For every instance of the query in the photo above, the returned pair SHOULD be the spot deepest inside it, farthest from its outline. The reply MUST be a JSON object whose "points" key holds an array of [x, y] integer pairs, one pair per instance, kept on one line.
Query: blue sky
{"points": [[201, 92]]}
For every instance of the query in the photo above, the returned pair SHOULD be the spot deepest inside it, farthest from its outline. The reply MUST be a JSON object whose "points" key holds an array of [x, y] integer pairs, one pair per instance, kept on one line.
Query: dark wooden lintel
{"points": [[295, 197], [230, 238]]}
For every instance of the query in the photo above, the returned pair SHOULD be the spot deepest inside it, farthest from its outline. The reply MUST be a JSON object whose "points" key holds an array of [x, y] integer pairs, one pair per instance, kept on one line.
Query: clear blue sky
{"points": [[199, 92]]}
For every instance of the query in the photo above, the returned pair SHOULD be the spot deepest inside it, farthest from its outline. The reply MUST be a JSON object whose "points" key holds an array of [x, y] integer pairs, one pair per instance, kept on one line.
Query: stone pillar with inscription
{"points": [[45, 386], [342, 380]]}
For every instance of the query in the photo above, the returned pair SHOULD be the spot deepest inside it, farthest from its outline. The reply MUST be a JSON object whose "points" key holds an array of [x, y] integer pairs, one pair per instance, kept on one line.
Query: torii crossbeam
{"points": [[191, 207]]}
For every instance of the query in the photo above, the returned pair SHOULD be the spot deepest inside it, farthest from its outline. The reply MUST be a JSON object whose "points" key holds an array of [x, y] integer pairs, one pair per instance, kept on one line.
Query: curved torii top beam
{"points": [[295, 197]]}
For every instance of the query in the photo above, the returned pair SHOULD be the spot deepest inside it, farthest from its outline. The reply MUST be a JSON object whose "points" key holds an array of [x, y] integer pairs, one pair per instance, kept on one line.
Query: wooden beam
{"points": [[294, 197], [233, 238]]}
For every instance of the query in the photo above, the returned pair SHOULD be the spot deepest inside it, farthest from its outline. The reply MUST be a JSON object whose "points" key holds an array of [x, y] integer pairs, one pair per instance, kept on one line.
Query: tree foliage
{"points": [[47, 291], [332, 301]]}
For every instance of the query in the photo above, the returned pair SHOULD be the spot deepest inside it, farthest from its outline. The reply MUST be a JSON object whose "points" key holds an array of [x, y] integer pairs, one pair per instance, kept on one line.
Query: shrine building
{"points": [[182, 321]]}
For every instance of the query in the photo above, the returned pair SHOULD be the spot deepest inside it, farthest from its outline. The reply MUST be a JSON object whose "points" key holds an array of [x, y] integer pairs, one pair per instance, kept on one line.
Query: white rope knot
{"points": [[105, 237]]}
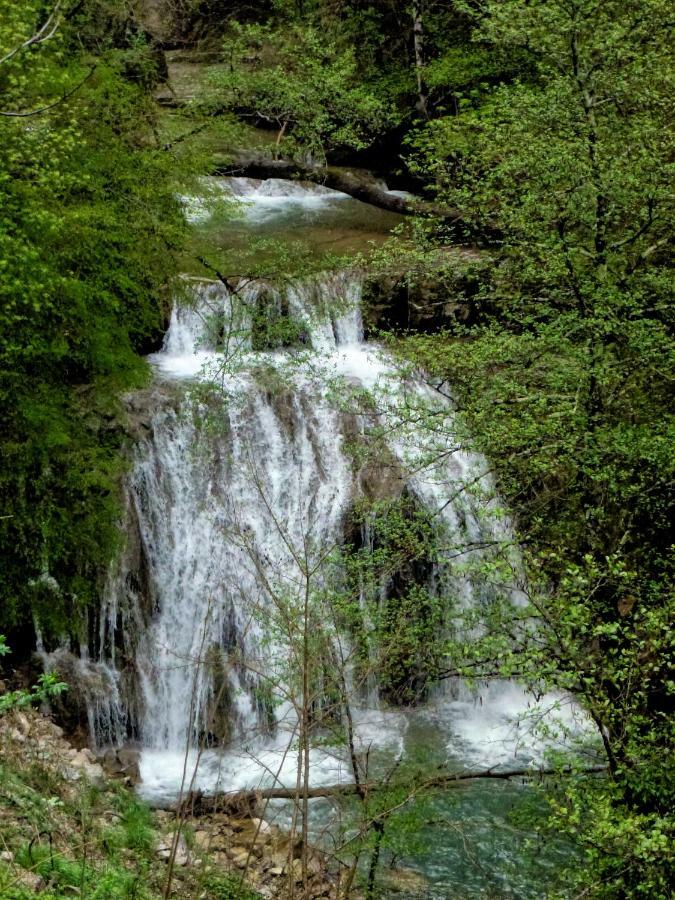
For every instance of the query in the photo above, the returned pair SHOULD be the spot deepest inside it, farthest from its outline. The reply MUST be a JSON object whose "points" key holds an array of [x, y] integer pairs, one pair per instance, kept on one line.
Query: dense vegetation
{"points": [[543, 127], [87, 215]]}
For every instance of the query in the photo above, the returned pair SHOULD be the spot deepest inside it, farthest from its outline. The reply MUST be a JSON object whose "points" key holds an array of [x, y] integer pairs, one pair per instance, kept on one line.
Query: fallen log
{"points": [[237, 802], [357, 185]]}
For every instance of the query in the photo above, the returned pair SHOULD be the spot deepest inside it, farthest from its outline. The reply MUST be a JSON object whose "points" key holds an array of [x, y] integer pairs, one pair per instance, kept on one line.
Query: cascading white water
{"points": [[227, 489]]}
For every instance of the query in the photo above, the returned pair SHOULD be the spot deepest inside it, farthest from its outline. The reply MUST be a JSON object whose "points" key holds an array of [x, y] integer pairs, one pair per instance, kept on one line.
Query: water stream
{"points": [[246, 467]]}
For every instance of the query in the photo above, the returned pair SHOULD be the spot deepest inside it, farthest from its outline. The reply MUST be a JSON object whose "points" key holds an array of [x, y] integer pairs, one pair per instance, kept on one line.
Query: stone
{"points": [[182, 856], [22, 723], [128, 757], [31, 881], [404, 880], [261, 826], [203, 839]]}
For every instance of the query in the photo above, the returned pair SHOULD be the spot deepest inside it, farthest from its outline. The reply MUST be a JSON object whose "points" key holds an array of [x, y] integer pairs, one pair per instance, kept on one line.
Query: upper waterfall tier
{"points": [[236, 493]]}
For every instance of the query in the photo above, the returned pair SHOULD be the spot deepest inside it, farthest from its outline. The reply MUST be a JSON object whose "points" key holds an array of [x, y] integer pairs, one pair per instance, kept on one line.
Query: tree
{"points": [[562, 378], [87, 214]]}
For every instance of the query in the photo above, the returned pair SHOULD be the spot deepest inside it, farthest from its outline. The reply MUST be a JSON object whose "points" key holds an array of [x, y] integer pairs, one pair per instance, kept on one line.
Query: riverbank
{"points": [[68, 827]]}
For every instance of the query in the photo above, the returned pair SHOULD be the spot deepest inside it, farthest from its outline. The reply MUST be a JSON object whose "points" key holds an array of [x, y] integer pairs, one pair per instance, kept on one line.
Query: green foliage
{"points": [[562, 382], [304, 85], [48, 685], [88, 225], [228, 887]]}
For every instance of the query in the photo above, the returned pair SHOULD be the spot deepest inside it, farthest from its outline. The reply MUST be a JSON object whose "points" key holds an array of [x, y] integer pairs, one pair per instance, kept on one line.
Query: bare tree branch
{"points": [[41, 36]]}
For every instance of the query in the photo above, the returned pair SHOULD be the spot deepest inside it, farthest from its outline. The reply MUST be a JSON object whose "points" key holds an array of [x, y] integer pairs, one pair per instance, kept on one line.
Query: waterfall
{"points": [[245, 468]]}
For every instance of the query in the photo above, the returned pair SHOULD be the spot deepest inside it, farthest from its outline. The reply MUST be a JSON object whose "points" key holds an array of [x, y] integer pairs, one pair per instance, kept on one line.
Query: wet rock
{"points": [[31, 881], [182, 856], [404, 880], [122, 763]]}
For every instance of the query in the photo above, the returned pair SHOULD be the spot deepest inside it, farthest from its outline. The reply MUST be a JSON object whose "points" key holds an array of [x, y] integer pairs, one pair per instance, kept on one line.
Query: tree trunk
{"points": [[356, 185]]}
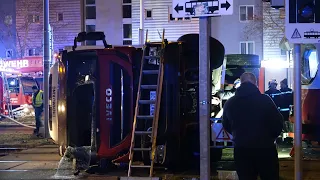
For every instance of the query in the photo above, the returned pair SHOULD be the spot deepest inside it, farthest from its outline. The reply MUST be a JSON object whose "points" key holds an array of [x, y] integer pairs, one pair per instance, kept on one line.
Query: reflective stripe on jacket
{"points": [[37, 102]]}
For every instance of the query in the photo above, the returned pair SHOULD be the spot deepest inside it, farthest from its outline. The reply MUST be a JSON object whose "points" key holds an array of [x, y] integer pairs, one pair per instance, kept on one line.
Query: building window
{"points": [[91, 28], [9, 53], [60, 17], [34, 18], [170, 18], [90, 12], [127, 31], [126, 11], [127, 42], [247, 47], [148, 14], [33, 52], [8, 20], [90, 2], [246, 13]]}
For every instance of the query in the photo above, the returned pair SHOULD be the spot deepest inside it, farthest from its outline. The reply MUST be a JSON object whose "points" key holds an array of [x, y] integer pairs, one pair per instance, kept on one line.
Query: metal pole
{"points": [[297, 113], [141, 31], [204, 96], [83, 17], [46, 63]]}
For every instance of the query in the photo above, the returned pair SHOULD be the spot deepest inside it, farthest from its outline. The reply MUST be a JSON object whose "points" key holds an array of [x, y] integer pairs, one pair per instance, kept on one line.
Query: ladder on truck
{"points": [[6, 98], [139, 118]]}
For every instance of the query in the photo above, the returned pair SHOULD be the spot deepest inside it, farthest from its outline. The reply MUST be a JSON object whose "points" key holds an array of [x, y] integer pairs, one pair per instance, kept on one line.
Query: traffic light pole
{"points": [[46, 63], [297, 113], [204, 96]]}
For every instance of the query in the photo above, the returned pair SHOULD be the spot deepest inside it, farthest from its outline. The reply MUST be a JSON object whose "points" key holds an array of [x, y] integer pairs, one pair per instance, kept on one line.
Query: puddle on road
{"points": [[75, 158]]}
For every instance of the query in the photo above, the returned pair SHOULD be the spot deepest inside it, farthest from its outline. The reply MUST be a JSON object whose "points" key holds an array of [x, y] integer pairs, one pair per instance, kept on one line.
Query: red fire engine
{"points": [[17, 78]]}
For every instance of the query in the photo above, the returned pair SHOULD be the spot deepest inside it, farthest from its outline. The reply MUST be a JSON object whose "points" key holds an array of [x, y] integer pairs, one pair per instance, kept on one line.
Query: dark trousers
{"points": [[253, 162], [38, 111]]}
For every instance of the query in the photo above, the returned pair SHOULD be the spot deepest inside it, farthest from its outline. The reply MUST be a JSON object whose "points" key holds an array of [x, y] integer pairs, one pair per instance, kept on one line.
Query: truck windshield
{"points": [[27, 83]]}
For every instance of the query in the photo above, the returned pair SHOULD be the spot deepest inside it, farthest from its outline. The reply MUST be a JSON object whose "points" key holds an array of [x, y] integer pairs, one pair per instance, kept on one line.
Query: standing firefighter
{"points": [[37, 103], [254, 122], [285, 111]]}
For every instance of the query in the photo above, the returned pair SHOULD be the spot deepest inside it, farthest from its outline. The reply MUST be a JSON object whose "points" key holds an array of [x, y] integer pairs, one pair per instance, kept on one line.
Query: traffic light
{"points": [[304, 11]]}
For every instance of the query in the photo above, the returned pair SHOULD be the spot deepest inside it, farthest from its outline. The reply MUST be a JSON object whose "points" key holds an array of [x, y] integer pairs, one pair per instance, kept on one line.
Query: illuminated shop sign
{"points": [[14, 64]]}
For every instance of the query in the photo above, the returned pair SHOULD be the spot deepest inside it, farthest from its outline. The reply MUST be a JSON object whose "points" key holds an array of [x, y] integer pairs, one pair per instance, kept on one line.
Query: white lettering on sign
{"points": [[14, 64], [109, 104]]}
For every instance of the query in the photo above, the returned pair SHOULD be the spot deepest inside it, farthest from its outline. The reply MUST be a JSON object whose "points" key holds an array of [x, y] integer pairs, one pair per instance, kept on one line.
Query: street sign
{"points": [[201, 8], [302, 22]]}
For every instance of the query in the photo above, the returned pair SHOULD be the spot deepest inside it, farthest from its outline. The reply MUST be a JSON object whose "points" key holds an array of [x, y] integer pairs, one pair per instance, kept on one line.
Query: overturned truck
{"points": [[93, 91]]}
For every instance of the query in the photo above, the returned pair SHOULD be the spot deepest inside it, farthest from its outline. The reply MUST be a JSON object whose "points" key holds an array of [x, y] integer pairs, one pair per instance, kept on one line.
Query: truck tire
{"points": [[243, 60]]}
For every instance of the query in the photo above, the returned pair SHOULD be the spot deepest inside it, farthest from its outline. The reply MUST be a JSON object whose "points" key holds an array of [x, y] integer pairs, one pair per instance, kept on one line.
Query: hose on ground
{"points": [[11, 119]]}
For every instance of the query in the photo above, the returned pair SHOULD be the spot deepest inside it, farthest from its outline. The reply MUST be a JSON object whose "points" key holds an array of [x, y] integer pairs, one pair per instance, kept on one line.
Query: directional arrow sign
{"points": [[201, 8], [178, 8]]}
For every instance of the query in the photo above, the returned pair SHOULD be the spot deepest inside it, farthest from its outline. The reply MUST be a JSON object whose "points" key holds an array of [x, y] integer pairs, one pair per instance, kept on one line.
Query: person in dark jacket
{"points": [[254, 122]]}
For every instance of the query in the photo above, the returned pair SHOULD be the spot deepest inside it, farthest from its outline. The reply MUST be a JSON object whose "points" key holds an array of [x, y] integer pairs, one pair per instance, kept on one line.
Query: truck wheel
{"points": [[216, 154]]}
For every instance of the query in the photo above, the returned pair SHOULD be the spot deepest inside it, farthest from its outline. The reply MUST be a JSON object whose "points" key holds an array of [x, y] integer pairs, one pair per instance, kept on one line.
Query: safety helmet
{"points": [[273, 81], [237, 83]]}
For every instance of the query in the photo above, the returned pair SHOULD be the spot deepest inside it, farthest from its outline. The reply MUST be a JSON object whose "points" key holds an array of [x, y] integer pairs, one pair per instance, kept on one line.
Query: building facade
{"points": [[64, 21], [157, 16], [276, 59], [7, 29]]}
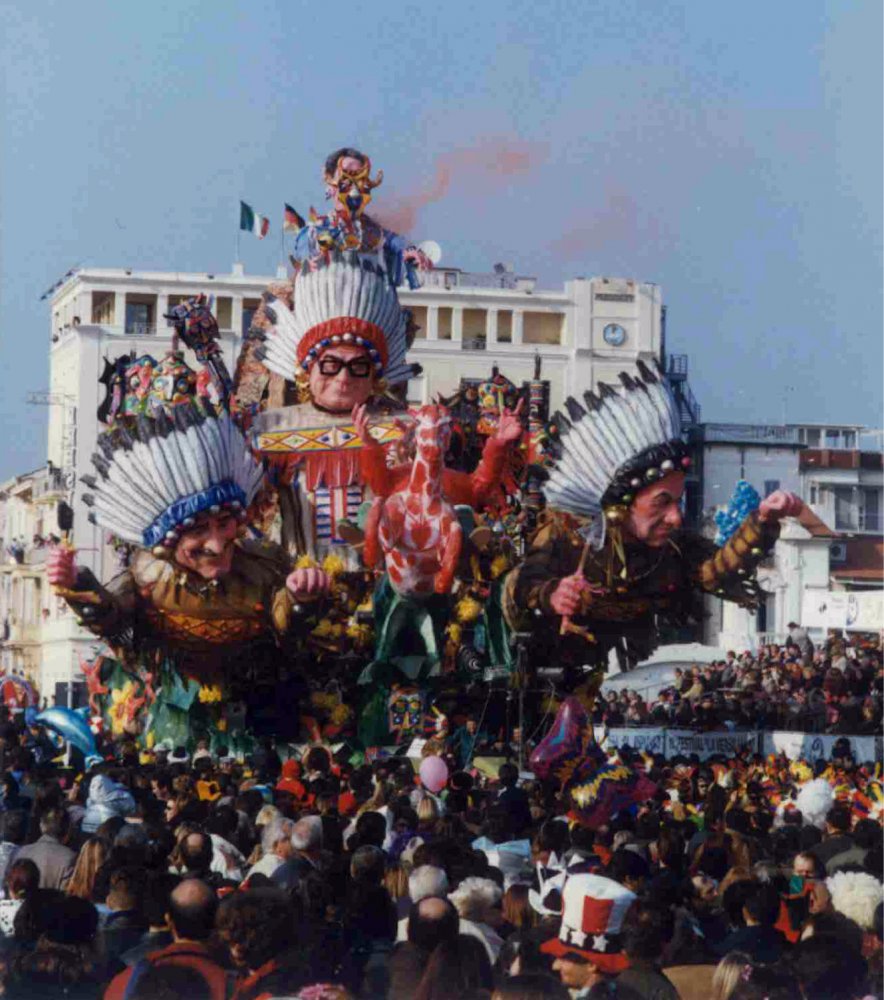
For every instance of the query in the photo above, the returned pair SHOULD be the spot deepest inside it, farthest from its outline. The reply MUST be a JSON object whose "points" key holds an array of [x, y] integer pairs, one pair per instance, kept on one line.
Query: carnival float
{"points": [[306, 556]]}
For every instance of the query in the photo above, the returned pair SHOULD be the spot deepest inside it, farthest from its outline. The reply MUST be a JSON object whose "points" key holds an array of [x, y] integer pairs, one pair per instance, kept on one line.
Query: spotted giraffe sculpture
{"points": [[416, 529]]}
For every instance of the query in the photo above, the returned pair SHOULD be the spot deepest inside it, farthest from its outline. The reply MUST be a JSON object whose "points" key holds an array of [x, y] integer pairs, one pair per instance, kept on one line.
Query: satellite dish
{"points": [[432, 249]]}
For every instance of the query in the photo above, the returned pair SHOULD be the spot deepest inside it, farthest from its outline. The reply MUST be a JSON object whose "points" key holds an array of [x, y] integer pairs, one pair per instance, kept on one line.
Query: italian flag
{"points": [[251, 222]]}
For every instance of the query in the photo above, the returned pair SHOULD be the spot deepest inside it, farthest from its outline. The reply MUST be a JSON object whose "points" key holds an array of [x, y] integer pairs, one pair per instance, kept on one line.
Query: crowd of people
{"points": [[167, 875], [836, 689]]}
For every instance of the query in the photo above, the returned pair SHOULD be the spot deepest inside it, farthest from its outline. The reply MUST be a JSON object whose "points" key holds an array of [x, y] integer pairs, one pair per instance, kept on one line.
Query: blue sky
{"points": [[730, 152]]}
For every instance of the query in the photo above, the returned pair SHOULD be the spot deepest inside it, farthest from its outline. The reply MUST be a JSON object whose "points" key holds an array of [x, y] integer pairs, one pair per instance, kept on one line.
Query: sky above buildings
{"points": [[730, 152]]}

**WHAT IS EXPECTED:**
How many lines in the data above contain the word "sign"? Case matters. Reply with the number alone.

**RESPONSE TO THIS EXERCISE:**
4